Below are records; transcribe only the line with "of the salsa" and those after it, through the last line, without any change.

[Part of a data file]
====
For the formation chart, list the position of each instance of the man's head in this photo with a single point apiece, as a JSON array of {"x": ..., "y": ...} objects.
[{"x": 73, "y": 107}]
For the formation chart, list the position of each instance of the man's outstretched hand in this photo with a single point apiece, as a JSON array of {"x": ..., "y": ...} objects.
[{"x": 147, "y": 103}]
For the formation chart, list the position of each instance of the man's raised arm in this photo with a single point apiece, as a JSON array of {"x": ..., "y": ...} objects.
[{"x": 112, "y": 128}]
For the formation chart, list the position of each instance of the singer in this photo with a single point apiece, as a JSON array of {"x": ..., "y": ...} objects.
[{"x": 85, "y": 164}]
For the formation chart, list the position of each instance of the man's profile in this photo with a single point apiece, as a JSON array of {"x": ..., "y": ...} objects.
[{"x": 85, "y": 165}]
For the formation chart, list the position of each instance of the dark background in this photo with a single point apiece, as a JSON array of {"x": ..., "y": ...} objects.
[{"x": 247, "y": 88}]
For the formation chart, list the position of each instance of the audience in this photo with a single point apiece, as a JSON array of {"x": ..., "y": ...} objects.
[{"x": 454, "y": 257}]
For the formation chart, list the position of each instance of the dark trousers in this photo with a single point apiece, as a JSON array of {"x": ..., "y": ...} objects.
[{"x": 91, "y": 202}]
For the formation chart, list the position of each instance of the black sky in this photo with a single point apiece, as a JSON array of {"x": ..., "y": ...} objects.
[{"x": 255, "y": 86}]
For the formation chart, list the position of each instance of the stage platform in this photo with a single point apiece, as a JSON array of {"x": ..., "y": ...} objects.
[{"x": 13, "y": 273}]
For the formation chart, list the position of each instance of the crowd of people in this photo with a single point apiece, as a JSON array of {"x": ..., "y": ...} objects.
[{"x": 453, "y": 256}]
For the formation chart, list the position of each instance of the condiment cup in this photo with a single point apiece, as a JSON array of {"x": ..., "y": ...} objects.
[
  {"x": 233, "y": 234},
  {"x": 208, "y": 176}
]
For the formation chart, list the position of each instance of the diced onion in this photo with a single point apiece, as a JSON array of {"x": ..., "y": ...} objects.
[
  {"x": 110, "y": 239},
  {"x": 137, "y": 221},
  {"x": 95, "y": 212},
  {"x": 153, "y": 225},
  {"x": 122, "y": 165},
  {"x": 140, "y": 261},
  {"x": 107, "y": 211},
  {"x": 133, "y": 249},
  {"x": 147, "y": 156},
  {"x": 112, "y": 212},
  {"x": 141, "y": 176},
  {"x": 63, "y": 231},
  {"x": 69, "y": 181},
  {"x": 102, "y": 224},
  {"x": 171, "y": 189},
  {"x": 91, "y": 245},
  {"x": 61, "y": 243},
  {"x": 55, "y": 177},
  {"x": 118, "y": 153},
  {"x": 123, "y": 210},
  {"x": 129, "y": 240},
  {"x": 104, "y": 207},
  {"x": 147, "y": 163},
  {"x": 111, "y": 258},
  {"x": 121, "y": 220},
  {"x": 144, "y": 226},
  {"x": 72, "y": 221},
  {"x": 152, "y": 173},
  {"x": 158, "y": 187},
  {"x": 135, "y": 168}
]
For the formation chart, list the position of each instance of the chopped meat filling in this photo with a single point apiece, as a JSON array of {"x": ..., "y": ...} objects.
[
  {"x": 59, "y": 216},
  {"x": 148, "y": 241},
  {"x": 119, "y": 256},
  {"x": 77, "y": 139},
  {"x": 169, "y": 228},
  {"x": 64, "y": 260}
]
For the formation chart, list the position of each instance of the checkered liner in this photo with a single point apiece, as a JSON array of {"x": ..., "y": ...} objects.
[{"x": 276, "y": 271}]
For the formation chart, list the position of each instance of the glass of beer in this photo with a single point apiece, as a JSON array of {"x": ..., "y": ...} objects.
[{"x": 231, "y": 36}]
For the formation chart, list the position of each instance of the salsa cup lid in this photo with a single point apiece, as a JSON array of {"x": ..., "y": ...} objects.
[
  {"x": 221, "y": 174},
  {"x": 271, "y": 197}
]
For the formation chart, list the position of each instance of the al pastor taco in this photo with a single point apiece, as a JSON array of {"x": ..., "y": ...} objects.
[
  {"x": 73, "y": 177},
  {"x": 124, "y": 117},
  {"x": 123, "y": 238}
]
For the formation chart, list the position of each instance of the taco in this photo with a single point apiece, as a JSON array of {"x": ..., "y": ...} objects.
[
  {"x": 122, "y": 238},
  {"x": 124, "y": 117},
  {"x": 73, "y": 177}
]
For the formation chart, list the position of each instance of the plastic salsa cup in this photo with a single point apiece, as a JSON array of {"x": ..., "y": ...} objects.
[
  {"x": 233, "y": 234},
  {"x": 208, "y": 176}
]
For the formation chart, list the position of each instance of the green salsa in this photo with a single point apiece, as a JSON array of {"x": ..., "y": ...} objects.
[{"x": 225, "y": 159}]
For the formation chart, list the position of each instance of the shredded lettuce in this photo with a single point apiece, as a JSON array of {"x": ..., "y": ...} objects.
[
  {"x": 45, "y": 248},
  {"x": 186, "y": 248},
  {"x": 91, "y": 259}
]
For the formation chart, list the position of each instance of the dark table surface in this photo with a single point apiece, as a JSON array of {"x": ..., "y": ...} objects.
====
**Written solution**.
For the formation chart, list the position of each instance of the salsa cup lid in this photo with a single point apiece, as a JSON array of {"x": ..., "y": ...} objects.
[
  {"x": 221, "y": 174},
  {"x": 271, "y": 197}
]
For the formation chart, list the position of each instance of the al pastor taco in this photo with a single point apiece, as a JSON array of {"x": ..., "y": ...} objects.
[
  {"x": 73, "y": 177},
  {"x": 124, "y": 117},
  {"x": 123, "y": 238}
]
For the formation chart, list the position of each instance of the taco in this photo with a single point apiece, as a JSON array of {"x": ..., "y": ...} objects.
[
  {"x": 122, "y": 238},
  {"x": 124, "y": 117},
  {"x": 73, "y": 177}
]
For the formation chart, list the position of each instance of the plastic salsa cup in this photo with a single point apiece, as a JSON array of {"x": ..., "y": ...} objects.
[
  {"x": 233, "y": 234},
  {"x": 208, "y": 176}
]
For the formation chart, list the position of each instance of the green salsa in this photo with a single point apiece, as a JSON array of {"x": ..., "y": ...} objects.
[{"x": 225, "y": 159}]
For the formation chart, list the position of each instance of the shredded lettuce in this photo with a single point apiece, as a JSON array of {"x": ..., "y": ...} objects.
[
  {"x": 45, "y": 248},
  {"x": 186, "y": 248},
  {"x": 91, "y": 259}
]
For the formation chart, list the position of each instance of the dark table surface in this photo with a single point apiece, as a JSON array of {"x": ..., "y": ...} objects.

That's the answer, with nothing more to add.